PROBLEM TO SOLVE – List each line of the records below that contains the word "running", copying every such line in full. Matches must agree in case.

╭─ LISTING

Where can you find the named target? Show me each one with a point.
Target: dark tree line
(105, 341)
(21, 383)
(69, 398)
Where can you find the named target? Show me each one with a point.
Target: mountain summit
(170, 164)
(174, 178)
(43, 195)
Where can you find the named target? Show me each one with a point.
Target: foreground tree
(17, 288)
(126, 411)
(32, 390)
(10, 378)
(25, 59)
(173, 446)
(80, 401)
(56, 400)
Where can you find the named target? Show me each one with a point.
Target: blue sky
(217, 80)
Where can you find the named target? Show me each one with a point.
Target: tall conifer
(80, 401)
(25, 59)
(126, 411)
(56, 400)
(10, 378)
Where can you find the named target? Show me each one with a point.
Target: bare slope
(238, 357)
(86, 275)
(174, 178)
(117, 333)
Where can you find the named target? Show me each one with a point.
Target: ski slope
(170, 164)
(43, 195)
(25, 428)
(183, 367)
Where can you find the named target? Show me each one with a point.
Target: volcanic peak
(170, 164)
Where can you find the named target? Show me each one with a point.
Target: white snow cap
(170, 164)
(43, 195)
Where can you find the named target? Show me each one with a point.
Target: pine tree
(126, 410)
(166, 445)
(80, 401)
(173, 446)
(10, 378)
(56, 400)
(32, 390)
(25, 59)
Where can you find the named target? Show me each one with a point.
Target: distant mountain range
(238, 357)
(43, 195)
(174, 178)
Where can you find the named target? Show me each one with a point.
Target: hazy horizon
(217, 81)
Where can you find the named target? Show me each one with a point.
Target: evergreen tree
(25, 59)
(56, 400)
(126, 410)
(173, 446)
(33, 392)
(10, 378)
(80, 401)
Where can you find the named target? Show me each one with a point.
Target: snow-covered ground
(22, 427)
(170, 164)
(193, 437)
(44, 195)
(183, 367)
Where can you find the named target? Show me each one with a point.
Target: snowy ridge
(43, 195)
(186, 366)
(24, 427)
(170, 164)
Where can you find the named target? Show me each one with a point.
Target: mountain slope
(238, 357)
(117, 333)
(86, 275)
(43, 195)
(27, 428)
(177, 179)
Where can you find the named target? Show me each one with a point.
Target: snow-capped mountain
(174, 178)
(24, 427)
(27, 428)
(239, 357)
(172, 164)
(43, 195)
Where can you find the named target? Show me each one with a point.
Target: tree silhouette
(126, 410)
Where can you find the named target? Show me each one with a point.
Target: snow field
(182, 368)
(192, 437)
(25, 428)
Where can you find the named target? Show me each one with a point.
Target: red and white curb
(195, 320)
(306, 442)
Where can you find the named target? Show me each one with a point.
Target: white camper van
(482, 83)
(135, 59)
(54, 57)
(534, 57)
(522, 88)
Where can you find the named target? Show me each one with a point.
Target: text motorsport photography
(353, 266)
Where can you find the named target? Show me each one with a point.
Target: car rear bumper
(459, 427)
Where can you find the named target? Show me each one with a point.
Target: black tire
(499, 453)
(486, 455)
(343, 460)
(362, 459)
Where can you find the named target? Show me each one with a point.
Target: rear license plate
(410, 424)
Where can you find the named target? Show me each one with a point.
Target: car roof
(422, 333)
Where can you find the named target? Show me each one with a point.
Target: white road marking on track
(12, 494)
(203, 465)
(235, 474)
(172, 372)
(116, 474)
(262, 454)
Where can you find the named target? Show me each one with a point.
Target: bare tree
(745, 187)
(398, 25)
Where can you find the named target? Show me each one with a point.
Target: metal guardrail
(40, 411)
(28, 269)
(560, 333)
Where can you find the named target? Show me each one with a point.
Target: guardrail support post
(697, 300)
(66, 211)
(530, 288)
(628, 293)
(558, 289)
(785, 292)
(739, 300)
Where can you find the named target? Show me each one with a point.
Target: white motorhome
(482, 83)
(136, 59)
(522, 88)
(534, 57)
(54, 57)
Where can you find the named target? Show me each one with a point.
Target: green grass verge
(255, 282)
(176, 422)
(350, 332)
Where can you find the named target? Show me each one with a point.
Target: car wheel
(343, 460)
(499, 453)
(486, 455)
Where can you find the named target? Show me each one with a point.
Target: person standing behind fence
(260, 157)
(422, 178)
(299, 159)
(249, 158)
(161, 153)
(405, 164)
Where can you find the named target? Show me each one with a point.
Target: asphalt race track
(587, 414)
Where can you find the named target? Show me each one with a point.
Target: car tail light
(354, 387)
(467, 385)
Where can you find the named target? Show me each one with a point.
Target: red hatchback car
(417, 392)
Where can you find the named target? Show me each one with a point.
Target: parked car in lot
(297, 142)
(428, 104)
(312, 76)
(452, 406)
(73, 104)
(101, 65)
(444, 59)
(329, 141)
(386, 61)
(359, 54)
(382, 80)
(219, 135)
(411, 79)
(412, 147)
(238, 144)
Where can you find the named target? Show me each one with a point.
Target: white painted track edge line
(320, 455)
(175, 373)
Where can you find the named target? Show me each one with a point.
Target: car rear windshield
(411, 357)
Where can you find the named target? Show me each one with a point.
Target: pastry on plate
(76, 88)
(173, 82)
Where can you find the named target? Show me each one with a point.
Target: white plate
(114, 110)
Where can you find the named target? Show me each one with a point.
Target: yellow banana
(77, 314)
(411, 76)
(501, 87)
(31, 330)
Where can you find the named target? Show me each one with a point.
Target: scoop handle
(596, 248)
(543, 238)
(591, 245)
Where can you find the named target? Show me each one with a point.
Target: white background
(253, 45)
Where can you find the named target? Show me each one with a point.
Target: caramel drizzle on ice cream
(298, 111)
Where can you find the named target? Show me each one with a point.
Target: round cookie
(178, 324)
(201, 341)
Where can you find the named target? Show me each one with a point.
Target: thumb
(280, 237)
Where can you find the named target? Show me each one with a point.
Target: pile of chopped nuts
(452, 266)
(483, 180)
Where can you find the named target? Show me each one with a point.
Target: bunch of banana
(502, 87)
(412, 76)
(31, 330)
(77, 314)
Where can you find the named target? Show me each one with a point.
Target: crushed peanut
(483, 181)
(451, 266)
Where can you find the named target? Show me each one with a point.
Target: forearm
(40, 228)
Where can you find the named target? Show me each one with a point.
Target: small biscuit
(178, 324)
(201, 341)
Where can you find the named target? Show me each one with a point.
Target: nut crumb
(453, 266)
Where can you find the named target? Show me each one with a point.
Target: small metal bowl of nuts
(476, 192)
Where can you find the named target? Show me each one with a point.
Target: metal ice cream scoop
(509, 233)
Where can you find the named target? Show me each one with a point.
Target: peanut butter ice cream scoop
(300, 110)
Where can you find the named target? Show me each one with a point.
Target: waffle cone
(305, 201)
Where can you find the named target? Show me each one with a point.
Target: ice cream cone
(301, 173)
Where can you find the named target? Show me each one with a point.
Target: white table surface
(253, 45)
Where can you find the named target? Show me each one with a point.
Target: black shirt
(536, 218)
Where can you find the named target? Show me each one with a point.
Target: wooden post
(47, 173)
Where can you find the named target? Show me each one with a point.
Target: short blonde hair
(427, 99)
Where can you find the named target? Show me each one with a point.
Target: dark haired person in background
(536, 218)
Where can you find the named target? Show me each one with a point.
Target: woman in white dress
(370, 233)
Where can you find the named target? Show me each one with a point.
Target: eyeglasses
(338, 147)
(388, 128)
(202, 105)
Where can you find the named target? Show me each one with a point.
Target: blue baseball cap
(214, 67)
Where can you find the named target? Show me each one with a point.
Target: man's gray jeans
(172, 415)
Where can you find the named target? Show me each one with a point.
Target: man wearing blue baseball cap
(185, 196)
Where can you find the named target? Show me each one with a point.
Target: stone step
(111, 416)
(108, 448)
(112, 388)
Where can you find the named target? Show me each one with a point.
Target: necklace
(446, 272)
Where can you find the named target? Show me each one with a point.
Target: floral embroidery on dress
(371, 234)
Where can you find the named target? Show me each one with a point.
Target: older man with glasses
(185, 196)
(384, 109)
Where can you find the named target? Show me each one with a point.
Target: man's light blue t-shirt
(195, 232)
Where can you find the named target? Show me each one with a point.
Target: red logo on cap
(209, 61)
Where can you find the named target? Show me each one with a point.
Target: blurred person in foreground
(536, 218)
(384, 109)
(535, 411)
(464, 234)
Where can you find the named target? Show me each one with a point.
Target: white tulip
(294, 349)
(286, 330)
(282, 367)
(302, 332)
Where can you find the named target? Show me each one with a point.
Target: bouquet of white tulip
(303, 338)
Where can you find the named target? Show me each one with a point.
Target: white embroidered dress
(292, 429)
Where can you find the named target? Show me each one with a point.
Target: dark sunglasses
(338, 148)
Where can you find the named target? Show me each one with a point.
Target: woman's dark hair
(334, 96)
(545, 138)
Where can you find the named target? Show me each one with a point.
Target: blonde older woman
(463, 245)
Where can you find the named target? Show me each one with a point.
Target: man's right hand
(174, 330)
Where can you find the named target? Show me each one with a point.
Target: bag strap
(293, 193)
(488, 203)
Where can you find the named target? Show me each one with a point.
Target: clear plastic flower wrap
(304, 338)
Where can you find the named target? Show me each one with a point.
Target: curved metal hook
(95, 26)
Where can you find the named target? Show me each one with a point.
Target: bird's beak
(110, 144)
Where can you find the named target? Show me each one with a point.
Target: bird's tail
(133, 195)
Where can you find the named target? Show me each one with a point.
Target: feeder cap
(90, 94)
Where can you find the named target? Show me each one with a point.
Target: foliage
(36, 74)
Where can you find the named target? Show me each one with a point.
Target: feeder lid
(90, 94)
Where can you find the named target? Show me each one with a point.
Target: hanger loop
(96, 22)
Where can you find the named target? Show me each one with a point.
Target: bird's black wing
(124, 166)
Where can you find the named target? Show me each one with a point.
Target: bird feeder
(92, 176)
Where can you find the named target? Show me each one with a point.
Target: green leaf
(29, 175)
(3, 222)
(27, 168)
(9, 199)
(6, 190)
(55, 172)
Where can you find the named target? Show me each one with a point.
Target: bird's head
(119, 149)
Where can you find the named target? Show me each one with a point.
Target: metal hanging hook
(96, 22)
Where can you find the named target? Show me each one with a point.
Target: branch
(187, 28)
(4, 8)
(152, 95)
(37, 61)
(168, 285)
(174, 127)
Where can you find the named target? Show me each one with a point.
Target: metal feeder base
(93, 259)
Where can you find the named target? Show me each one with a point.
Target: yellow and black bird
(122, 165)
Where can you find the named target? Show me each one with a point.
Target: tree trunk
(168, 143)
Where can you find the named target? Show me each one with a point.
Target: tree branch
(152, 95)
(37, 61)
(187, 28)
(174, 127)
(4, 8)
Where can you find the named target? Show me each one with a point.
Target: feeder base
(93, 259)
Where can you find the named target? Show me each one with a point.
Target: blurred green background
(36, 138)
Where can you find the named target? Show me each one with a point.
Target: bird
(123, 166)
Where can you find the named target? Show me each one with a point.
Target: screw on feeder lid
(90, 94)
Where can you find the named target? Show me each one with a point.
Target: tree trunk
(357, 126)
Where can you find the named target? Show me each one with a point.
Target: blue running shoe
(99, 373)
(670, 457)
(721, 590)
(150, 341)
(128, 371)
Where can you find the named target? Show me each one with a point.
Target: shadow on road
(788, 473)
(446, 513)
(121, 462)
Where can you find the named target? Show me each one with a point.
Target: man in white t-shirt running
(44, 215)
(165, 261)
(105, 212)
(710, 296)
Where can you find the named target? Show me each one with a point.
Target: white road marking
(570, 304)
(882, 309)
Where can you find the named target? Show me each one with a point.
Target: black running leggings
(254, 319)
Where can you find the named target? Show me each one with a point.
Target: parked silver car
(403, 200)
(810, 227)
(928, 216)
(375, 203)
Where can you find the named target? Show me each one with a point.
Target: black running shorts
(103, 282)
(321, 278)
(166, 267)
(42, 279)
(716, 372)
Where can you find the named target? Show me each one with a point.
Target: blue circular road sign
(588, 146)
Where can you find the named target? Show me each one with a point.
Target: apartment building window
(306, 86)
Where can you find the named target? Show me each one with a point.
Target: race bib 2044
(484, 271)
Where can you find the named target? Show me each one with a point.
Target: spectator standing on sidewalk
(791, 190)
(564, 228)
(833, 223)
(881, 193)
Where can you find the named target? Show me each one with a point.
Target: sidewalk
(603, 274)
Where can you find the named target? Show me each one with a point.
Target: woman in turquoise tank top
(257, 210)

╰─

ANSWER TO THE EXERCISE –
Target: blue running shoe
Target: man in white t-shirt running
Target: black running leggings
Target: black running shorts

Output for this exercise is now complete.